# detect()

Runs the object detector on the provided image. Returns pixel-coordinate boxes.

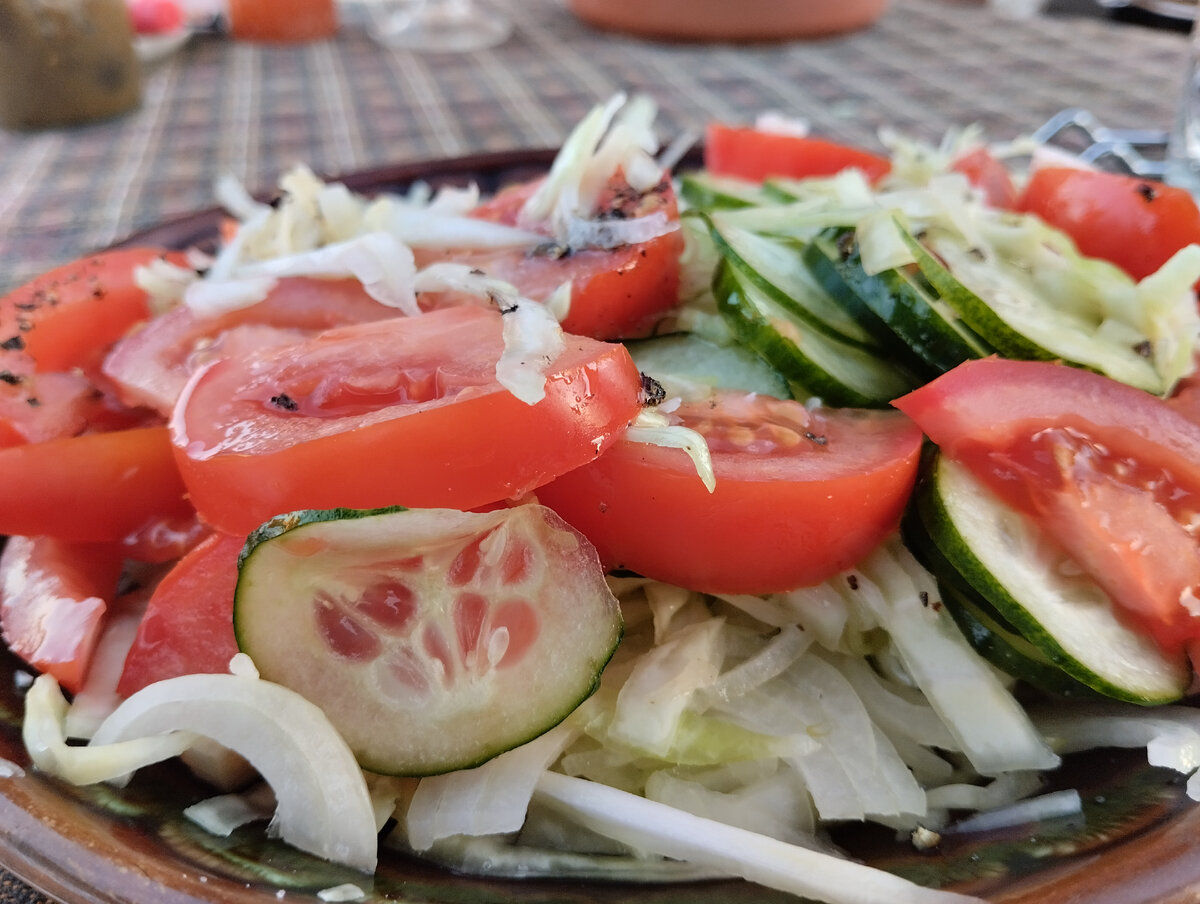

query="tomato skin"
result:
[895,358,1200,651]
[0,426,191,543]
[172,306,641,534]
[704,122,892,182]
[1016,167,1200,280]
[0,537,122,690]
[950,146,1018,210]
[439,176,683,340]
[116,533,246,696]
[0,247,178,371]
[538,394,922,593]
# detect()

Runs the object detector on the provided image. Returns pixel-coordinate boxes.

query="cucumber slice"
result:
[914,455,1192,705]
[706,216,887,352]
[713,261,916,407]
[679,172,770,210]
[901,510,1099,699]
[625,333,791,399]
[234,505,622,776]
[905,223,1166,395]
[804,229,992,376]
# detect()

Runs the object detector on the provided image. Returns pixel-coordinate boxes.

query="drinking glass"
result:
[367,0,512,52]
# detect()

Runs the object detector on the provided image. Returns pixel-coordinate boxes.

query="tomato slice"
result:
[116,525,246,696]
[172,306,641,534]
[895,359,1200,651]
[0,426,191,541]
[704,122,892,182]
[1016,167,1200,280]
[950,145,1016,210]
[0,537,122,690]
[103,277,397,415]
[0,247,180,371]
[538,391,922,593]
[421,171,683,340]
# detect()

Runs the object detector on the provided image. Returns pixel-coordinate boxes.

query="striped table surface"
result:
[0,0,1186,291]
[0,0,1187,904]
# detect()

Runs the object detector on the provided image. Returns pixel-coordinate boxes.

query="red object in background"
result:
[229,0,337,41]
[130,0,184,35]
[704,122,892,182]
[1016,167,1200,280]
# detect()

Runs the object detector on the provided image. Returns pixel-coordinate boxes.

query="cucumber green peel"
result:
[234,505,622,776]
[914,455,1192,705]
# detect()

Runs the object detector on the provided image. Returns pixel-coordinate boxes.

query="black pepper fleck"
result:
[642,373,667,408]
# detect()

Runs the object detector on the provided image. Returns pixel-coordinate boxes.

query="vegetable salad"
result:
[0,97,1200,904]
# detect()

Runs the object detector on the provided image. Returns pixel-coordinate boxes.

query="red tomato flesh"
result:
[103,279,397,415]
[704,122,892,182]
[1016,167,1200,280]
[0,426,192,543]
[950,148,1016,210]
[172,306,641,534]
[116,534,245,696]
[538,393,922,593]
[0,537,122,690]
[0,247,177,371]
[895,359,1200,651]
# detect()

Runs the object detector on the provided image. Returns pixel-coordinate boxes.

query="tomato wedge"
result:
[0,247,180,371]
[950,146,1016,210]
[0,537,122,690]
[172,306,641,534]
[103,277,397,415]
[704,122,892,182]
[538,391,922,593]
[116,525,246,696]
[1016,167,1200,280]
[895,359,1200,651]
[0,426,191,541]
[422,170,683,340]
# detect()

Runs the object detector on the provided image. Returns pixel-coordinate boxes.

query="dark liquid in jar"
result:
[0,0,142,130]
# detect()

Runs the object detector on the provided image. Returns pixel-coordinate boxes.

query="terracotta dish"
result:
[568,0,888,42]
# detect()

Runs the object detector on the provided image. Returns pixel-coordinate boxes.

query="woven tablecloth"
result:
[0,0,1186,904]
[0,0,1186,291]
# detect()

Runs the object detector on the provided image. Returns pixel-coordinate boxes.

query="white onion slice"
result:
[536,772,980,904]
[89,675,377,873]
[406,723,577,851]
[22,675,196,785]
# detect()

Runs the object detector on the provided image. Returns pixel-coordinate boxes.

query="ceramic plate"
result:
[7,151,1200,904]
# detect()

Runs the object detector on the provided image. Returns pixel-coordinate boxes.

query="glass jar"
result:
[0,0,142,130]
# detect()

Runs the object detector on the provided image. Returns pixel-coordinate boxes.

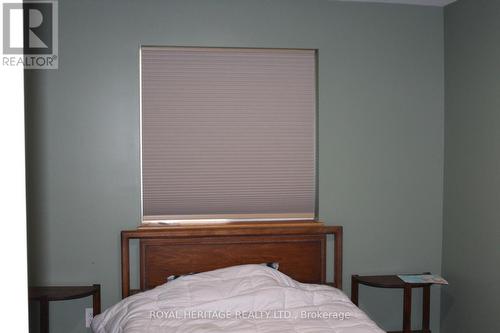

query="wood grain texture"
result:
[121,222,342,298]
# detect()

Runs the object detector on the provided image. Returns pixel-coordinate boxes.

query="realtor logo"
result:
[2,0,58,69]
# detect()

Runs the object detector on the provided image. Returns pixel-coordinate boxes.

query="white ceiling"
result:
[339,0,457,7]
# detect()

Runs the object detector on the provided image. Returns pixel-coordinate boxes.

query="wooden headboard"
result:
[121,221,342,298]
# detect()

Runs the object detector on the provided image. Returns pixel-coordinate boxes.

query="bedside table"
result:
[28,284,101,333]
[351,273,432,333]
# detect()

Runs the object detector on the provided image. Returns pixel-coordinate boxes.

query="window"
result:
[141,47,316,223]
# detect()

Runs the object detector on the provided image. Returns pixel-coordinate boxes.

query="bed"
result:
[92,222,383,333]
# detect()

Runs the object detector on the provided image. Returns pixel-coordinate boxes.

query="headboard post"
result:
[121,221,342,298]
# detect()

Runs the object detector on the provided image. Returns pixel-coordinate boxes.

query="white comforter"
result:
[92,265,384,333]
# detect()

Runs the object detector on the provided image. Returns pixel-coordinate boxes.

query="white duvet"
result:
[92,265,384,333]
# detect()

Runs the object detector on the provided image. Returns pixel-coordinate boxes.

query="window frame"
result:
[138,44,319,227]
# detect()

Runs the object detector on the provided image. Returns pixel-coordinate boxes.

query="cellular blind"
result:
[141,47,316,223]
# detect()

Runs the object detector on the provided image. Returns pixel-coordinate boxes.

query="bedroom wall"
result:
[26,0,444,333]
[441,0,500,333]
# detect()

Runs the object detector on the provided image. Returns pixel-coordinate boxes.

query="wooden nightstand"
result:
[351,273,432,333]
[28,284,101,333]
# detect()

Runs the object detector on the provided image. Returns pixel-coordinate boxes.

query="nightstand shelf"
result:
[28,284,101,333]
[351,273,432,333]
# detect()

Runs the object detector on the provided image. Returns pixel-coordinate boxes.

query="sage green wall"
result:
[26,0,444,333]
[441,0,500,333]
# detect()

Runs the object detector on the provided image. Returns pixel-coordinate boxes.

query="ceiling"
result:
[340,0,456,7]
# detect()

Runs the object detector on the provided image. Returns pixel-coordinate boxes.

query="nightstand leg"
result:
[40,297,49,333]
[92,284,101,317]
[422,286,431,333]
[351,275,359,305]
[403,285,411,333]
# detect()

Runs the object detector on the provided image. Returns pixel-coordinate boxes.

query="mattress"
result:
[92,265,384,333]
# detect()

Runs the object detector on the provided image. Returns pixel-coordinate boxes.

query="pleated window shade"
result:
[141,47,316,223]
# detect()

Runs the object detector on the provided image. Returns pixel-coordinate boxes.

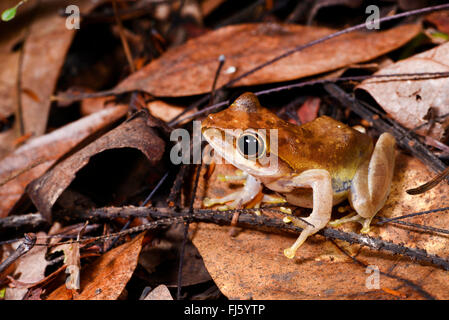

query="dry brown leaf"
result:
[27,113,165,221]
[47,233,145,300]
[143,284,173,300]
[115,23,421,96]
[20,0,102,135]
[147,100,187,122]
[426,10,449,33]
[201,0,225,17]
[357,43,449,139]
[193,154,449,299]
[0,106,128,217]
[5,232,48,300]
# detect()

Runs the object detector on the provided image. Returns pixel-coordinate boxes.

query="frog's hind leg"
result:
[330,133,396,233]
[284,169,333,259]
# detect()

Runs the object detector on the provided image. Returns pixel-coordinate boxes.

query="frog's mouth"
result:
[202,128,279,176]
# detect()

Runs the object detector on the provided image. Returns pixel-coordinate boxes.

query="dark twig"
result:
[142,172,169,207]
[0,233,36,273]
[176,165,202,300]
[331,240,435,300]
[384,221,449,234]
[220,4,449,89]
[169,72,449,126]
[324,84,446,176]
[167,164,189,207]
[405,167,449,195]
[377,207,449,225]
[51,207,449,270]
[209,55,226,104]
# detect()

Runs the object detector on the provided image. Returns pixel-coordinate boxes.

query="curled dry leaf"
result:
[5,232,48,300]
[27,112,165,221]
[20,0,107,135]
[47,233,145,300]
[114,23,420,96]
[193,154,449,299]
[0,106,128,217]
[143,284,173,300]
[357,43,449,139]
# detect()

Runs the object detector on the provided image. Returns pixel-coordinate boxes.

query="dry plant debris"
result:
[0,0,449,300]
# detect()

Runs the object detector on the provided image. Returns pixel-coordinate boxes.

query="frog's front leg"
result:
[203,175,262,209]
[284,169,333,259]
[330,133,396,233]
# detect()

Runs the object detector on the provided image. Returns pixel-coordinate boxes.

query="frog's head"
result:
[201,92,283,176]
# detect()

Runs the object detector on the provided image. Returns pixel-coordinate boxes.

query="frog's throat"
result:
[203,133,279,176]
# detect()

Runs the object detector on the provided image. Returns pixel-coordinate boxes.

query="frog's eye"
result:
[237,130,266,159]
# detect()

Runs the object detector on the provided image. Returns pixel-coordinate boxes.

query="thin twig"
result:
[377,207,449,225]
[169,72,449,126]
[331,240,435,300]
[209,54,226,104]
[324,84,446,176]
[0,233,36,273]
[176,165,202,300]
[112,0,136,73]
[47,207,449,270]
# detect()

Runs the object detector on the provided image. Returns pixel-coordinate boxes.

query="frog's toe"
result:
[360,218,372,233]
[329,212,359,227]
[284,248,296,259]
[329,212,372,233]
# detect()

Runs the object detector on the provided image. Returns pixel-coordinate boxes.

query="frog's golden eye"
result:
[237,130,266,159]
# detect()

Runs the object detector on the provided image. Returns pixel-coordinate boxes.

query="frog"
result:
[201,92,396,259]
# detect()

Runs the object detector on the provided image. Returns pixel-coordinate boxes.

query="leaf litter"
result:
[0,0,449,300]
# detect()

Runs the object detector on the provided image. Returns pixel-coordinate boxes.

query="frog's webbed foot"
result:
[284,169,333,259]
[329,212,374,233]
[330,133,396,233]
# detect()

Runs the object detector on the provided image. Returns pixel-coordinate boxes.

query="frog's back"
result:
[278,116,373,193]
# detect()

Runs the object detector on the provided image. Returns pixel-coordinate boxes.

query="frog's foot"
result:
[329,212,373,233]
[284,169,333,259]
[262,194,287,204]
[343,133,396,233]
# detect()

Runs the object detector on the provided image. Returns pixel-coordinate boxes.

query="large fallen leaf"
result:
[193,154,449,299]
[0,106,128,217]
[358,43,449,139]
[115,23,420,96]
[5,232,48,300]
[47,232,145,300]
[20,0,102,135]
[27,112,165,220]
■ ■ ■ ■
#### EXERCISE BRIEF:
Rewrite everything from the first line of the data down to the line containing "[538,394,922,593]", both included, as a Markdown table with the columns Index and Content, one numbered row per line. Skip blank lines and leave the pictures out.

#### COMPLETED TASK:
| Index | Content |
|---|---|
| 1 | # detect() |
| 2 | Runs the object detector on the provided image. Returns pixel-coordinate boxes. |
| 3 | query="tomato skin" |
| 4 | result: |
| 5 | [895,358,1200,651] |
| 6 | [0,426,191,543] |
| 7 | [172,306,641,534] |
| 8 | [704,122,892,182] |
| 9 | [1016,167,1200,280] |
| 10 | [0,537,122,690] |
| 11 | [950,146,1018,210] |
| 12 | [439,176,683,340] |
| 13 | [116,533,246,696] |
| 14 | [0,247,178,371] |
| 15 | [538,394,922,593] |